==== GIVEN RECORDS

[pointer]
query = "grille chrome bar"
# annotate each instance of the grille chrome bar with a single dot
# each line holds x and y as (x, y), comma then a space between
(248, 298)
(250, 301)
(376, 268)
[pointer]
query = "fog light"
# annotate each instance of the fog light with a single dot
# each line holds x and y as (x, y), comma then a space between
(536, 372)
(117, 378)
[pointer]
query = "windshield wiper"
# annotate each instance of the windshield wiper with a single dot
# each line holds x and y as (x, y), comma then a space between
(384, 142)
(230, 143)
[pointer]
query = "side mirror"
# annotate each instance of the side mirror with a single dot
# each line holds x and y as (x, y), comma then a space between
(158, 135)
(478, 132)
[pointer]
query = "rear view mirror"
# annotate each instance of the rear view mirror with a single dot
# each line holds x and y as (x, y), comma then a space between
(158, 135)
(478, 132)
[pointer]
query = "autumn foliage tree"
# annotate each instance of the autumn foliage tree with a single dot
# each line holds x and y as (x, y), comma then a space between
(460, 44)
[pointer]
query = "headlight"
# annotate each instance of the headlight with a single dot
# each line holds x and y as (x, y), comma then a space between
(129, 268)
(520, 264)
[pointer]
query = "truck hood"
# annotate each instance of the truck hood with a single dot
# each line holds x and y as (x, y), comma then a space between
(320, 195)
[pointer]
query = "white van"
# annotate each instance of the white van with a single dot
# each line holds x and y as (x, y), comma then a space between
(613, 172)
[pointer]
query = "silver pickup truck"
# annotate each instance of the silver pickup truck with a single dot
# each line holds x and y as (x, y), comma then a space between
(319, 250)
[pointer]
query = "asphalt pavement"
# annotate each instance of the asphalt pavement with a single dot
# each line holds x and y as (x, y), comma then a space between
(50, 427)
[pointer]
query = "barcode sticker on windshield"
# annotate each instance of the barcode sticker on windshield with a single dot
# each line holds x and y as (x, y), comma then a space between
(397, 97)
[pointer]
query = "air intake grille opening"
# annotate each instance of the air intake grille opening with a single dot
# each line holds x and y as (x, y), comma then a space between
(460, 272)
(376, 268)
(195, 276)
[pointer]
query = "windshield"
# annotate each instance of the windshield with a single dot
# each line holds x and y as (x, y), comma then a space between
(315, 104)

========
==== GIVEN RECORDS

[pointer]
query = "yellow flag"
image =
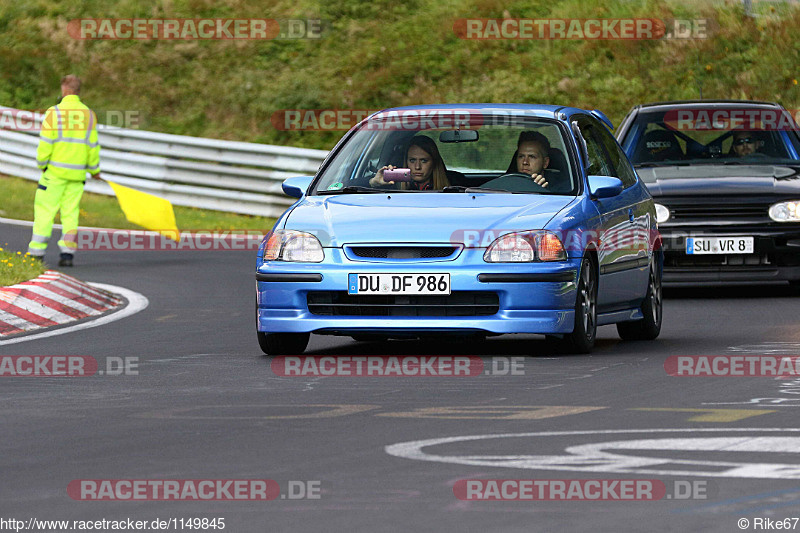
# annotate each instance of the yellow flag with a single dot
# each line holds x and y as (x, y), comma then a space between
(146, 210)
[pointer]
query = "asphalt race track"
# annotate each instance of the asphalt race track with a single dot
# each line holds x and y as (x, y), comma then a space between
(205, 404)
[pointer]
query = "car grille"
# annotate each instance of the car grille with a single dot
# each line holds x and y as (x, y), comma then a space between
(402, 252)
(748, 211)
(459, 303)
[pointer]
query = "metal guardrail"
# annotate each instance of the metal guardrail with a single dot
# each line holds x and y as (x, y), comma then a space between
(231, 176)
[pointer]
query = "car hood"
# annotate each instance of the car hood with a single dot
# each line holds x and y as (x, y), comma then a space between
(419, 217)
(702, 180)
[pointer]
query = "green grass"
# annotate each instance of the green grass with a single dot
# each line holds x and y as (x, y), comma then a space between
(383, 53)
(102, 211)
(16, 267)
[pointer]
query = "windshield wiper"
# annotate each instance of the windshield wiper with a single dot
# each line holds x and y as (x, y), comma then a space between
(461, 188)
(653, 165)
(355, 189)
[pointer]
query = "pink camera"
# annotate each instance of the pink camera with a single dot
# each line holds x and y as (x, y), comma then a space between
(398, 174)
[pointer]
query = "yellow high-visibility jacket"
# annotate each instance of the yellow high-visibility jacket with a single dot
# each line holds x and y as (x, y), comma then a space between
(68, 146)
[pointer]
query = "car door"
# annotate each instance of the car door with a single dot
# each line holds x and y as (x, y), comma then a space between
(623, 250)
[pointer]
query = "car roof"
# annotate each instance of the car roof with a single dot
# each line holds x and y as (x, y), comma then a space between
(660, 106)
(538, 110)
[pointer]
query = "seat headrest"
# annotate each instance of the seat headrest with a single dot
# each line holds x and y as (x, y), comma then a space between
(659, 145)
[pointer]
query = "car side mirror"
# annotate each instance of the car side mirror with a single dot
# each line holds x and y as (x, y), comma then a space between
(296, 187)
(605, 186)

========
==== GIVEN RECORDS

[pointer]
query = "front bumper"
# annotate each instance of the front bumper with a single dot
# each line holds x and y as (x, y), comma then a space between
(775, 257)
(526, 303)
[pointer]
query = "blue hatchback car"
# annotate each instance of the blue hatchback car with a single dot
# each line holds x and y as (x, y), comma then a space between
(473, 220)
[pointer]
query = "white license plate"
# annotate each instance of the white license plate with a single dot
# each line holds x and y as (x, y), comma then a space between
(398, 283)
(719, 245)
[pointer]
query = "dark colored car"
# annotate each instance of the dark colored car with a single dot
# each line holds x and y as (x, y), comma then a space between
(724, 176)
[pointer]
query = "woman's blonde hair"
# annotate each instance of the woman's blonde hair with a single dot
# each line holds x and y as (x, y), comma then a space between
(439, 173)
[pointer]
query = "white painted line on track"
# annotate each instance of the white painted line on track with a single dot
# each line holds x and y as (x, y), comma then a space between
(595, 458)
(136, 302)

========

◆ **INSTRUCTION**:
From the entries, pull out each line that contains the string "camera".

◆ **ANSWER BELOW**:
query = "pink camera"
# annotate each instance of the pink camera with a single dot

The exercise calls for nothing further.